==== Material provided
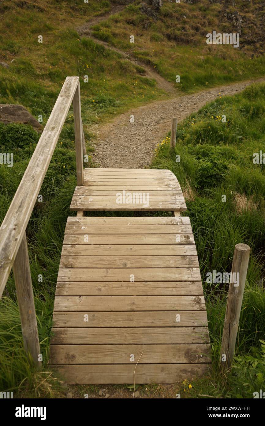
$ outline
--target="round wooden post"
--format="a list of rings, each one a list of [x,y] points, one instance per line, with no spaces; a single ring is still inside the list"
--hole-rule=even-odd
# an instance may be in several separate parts
[[[26,233],[21,240],[13,265],[17,302],[21,320],[24,348],[29,352],[34,363],[40,367],[38,327],[35,311]]]
[[[172,124],[171,127],[171,138],[170,138],[170,147],[175,148],[176,146],[176,138],[177,137],[177,118],[172,118]]]
[[[250,252],[246,244],[237,244],[235,247],[221,348],[223,368],[231,366],[235,351]]]

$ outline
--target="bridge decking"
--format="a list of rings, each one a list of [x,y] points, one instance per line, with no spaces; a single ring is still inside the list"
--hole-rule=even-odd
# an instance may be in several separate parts
[[[84,177],[71,209],[145,210],[117,204],[124,190],[151,193],[147,210],[186,209],[168,170],[85,169]],[[69,383],[132,383],[138,360],[135,383],[205,372],[207,318],[189,218],[68,217],[53,320],[51,363]]]

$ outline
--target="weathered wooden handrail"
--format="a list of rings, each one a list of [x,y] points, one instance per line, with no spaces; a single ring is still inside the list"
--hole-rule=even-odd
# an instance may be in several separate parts
[[[34,302],[25,231],[72,102],[77,184],[83,184],[83,155],[85,152],[81,116],[79,78],[68,77],[66,79],[0,227],[0,298],[15,262],[14,276],[24,347],[31,353],[36,363],[39,344],[34,309],[34,315],[32,312]],[[23,243],[21,245],[22,242]],[[17,291],[18,288],[21,291]],[[31,334],[31,341],[29,342]]]

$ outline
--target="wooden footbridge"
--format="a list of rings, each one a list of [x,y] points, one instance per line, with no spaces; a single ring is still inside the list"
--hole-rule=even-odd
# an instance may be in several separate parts
[[[78,77],[67,77],[0,228],[0,295],[13,266],[26,350],[40,353],[25,230],[73,102],[77,186],[66,226],[51,367],[69,383],[174,383],[211,363],[198,258],[169,170],[83,169]],[[90,211],[150,216],[86,216]],[[159,216],[152,212],[170,212]]]

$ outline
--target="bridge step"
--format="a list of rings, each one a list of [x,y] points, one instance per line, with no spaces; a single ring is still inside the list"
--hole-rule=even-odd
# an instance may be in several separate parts
[[[188,217],[68,218],[51,365],[69,383],[173,383],[211,364]]]
[[[181,188],[169,170],[84,170],[70,206],[76,210],[183,210]]]

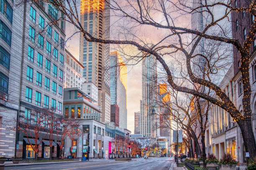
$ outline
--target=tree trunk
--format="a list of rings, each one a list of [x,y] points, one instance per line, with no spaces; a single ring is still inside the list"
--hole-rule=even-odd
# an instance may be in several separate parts
[[[241,129],[246,152],[249,152],[250,159],[252,160],[256,156],[256,143],[251,118],[238,120],[237,122]]]

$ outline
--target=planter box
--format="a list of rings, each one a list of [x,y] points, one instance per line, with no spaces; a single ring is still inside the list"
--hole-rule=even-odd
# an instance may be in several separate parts
[[[206,167],[210,168],[215,168],[218,166],[218,164],[217,163],[207,163],[206,165]]]
[[[236,165],[222,164],[220,165],[220,170],[233,170],[236,168]]]
[[[20,161],[22,160],[22,159],[12,159],[11,160],[13,163],[19,163]]]
[[[3,164],[6,160],[7,160],[7,159],[4,159],[4,159],[0,159],[0,164]]]

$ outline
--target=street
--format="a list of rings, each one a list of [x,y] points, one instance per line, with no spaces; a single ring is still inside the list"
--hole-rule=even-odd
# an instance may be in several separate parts
[[[5,170],[169,170],[173,158],[139,158],[129,162],[99,160],[89,162],[53,163],[47,165],[6,167]]]

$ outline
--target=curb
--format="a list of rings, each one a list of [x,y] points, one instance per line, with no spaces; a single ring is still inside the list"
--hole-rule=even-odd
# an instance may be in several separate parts
[[[4,165],[4,166],[5,167],[11,167],[11,166],[27,166],[27,165],[46,165],[46,164],[54,164],[54,163],[70,163],[70,162],[86,162],[86,161],[82,161],[81,160],[79,160],[79,161],[69,161],[69,162],[61,162],[61,161],[59,161],[59,162],[46,162],[46,163],[44,163],[44,162],[42,162],[42,163],[27,163],[27,164],[17,164],[16,165],[12,165],[12,164],[10,164],[10,165],[8,165],[9,164],[5,164]]]

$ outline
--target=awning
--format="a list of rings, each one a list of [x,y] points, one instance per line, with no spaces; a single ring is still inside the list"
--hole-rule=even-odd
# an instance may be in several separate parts
[[[27,138],[23,138],[23,140],[25,141],[26,143],[28,144],[29,143],[30,143],[31,144],[36,144],[36,143],[35,142],[35,140],[33,140],[33,139],[28,139],[29,140],[29,142],[28,142],[28,140]],[[40,142],[40,141],[39,141],[39,140],[38,139],[36,144],[39,144]]]
[[[50,141],[49,140],[43,140],[43,142],[44,142],[44,145],[50,145]],[[51,145],[53,146],[57,146],[57,145],[56,145],[56,144],[54,141],[52,141]]]

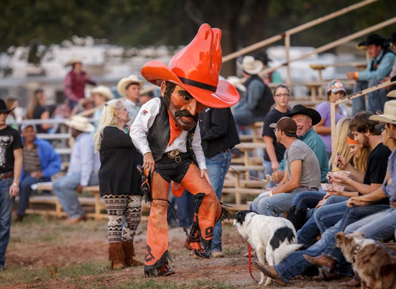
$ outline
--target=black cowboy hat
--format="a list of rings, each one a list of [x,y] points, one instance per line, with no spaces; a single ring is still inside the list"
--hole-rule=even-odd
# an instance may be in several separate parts
[[[322,119],[319,113],[312,108],[306,108],[302,104],[296,104],[293,107],[292,113],[286,115],[285,117],[291,118],[295,115],[305,115],[312,120],[312,125],[319,124]]]
[[[14,108],[15,108],[15,107]],[[10,112],[14,110],[14,108],[12,109],[8,109],[7,108],[7,106],[5,105],[5,102],[2,99],[0,99],[0,113],[9,113]]]
[[[384,42],[385,39],[381,37],[378,34],[370,34],[367,36],[365,41],[362,41],[359,42],[357,44],[358,46],[368,46],[372,44],[376,45],[377,46],[381,46],[384,47]]]

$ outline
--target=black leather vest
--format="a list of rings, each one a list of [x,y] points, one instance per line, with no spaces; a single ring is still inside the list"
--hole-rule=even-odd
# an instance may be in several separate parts
[[[162,157],[170,138],[170,124],[168,109],[162,98],[160,97],[160,99],[161,105],[159,107],[159,112],[155,117],[152,125],[148,129],[147,133],[147,141],[155,162],[159,161]],[[193,150],[193,139],[196,126],[197,125],[188,131],[186,146],[187,152],[191,156],[193,161],[198,165],[197,157]]]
========
▶ **Stated exercise**
Count the lines above that contain the string "target", matching case exactly, and give only the number.

▶ **Output below**
12